# WHAT THIS EXERCISE ASKS
1. Answer these questions from the post on formula modeling:
(a) Which package on CRAN is designed for this use case?
(b) Which two packages implement their own formula manipulation machinery?
(c) Which package has the cleanest version of that machinery?
2. Repeat the passage of the post on formula modeling starting at "[R-pkg-devel] [External] Formula" and ending at "this use case.".

# EXTRACT PROVIDED
+++

[R-pkg-devel] [External] Formula modeling

Ben Bolker bbo|ker @end|ng |rom gm@||@com
Fri Oct 8 00:56:23 CEST 2021


   There's a Formula package on CRAN 
<https://cran.r-project.org/web/packages/Formula/index.html> that's 
designed for this use case.

   lme4 and nlme don't use it, but implement their own formula 
manipulation machinery. (The cleanest version of this machinery is 
actually in glmmTMB at 
https://github.com/glmmTMB/glmmTMB/blob/master/glmmTMB/R/reformulas.R .)

   I would probably recommend Duncan's or Richard's approach, but if you 
want to keep your original syntax then the Formula package is probably 
the way to go.

+++

# RECORD LIST

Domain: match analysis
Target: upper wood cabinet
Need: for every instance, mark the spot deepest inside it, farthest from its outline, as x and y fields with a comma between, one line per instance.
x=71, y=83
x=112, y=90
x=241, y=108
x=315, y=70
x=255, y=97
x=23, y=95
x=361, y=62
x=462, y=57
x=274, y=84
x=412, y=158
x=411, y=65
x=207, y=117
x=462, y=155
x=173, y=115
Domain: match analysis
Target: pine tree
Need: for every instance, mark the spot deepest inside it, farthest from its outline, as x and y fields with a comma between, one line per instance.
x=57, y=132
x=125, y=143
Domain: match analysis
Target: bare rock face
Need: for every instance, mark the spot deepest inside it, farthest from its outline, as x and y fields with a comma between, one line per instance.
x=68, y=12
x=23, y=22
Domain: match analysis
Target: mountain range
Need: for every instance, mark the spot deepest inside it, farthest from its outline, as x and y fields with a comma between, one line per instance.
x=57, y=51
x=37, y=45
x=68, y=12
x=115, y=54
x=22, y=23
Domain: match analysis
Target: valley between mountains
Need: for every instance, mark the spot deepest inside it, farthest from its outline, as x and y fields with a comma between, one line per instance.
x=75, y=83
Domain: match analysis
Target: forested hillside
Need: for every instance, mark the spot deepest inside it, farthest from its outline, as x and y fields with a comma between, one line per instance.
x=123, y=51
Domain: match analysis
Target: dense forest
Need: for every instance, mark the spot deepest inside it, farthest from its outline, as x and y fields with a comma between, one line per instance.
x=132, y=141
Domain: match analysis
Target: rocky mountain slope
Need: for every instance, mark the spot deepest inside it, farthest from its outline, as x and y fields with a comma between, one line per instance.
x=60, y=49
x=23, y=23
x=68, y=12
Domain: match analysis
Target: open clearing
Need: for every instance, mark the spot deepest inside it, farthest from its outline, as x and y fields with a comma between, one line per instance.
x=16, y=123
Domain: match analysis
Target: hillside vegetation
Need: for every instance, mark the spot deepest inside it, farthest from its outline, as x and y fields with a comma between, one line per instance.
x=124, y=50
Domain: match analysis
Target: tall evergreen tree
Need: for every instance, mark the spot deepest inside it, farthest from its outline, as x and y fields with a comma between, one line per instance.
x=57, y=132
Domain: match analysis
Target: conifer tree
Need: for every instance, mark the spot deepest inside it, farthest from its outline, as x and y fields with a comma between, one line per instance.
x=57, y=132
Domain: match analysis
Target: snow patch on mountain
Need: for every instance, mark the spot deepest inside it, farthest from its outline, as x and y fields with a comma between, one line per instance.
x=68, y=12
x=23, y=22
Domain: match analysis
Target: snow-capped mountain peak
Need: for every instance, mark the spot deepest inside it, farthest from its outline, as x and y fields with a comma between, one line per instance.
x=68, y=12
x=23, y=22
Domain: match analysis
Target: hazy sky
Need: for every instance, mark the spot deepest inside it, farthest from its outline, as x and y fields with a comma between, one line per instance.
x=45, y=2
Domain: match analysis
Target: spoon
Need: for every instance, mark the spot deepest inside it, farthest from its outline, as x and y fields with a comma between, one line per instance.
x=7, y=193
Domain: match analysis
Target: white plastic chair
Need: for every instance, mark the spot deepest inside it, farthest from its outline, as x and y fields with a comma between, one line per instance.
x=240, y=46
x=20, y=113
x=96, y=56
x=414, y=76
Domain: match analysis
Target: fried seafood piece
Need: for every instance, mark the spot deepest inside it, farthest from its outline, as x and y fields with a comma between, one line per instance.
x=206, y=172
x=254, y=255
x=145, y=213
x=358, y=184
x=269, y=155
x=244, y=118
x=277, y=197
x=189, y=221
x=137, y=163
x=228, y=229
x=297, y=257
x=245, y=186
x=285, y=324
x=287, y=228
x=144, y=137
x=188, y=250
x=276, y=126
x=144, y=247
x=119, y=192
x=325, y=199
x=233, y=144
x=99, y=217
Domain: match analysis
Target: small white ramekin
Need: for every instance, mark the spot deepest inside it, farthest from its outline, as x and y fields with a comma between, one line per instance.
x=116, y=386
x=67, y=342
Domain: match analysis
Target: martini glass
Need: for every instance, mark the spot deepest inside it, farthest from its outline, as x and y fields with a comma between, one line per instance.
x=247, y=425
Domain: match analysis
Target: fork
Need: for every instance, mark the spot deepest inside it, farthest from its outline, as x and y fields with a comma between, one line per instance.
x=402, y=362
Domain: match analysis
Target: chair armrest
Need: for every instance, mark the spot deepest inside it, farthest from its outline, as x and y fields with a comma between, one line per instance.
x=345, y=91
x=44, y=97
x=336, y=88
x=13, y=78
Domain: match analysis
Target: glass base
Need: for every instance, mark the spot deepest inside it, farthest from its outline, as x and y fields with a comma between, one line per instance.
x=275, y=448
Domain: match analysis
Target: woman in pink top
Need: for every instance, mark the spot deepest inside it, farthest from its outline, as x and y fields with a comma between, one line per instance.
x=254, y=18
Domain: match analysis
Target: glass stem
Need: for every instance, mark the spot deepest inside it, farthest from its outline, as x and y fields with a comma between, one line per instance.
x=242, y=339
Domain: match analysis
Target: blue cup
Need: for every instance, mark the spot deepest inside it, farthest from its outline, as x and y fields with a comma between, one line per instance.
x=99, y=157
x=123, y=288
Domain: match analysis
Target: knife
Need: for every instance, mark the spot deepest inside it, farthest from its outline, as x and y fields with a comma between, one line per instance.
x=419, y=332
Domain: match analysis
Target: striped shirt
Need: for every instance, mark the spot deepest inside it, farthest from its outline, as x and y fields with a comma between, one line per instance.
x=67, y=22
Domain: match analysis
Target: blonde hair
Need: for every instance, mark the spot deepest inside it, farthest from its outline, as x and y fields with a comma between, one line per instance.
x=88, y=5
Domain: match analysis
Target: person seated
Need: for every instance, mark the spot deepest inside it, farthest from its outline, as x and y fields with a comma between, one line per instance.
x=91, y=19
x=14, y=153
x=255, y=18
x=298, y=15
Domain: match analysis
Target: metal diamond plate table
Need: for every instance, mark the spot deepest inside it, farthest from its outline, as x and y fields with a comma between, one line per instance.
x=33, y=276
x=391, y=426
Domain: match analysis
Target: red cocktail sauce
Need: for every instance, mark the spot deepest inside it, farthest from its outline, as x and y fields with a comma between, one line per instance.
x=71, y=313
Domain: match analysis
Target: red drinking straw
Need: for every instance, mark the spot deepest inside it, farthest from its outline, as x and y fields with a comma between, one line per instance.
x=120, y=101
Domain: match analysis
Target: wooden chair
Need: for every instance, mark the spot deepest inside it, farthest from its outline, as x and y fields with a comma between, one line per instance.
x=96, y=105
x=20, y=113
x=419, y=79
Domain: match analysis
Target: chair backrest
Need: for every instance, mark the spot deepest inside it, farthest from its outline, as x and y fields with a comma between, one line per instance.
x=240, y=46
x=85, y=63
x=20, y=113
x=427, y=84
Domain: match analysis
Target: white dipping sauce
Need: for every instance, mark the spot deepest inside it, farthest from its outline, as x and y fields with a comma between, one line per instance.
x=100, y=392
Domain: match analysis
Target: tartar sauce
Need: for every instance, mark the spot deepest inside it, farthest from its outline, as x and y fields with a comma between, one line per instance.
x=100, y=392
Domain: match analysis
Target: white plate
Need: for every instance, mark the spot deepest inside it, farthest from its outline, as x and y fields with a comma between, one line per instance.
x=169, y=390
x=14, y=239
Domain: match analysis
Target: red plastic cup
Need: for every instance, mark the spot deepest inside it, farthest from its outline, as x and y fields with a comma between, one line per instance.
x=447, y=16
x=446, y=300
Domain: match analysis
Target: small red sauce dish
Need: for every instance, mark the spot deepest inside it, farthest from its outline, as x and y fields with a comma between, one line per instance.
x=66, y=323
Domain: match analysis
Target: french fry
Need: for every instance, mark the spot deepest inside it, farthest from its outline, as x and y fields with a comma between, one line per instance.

+++

# ANSWERS
1.
(a) Formula
(b) lme4 and nlme
(c) glmmTMB

2.
[R-pkg-devel] [External] Formula modeling

Ben Bolker bbo|ker @end|ng |rom gm@||@com
Fri Oct 8 00:56:23 CEST 2021


   There's a Formula package on CRAN 
<https://cran.r-project.org/web/packages/Formula/index.html> that's 
designed for this use case.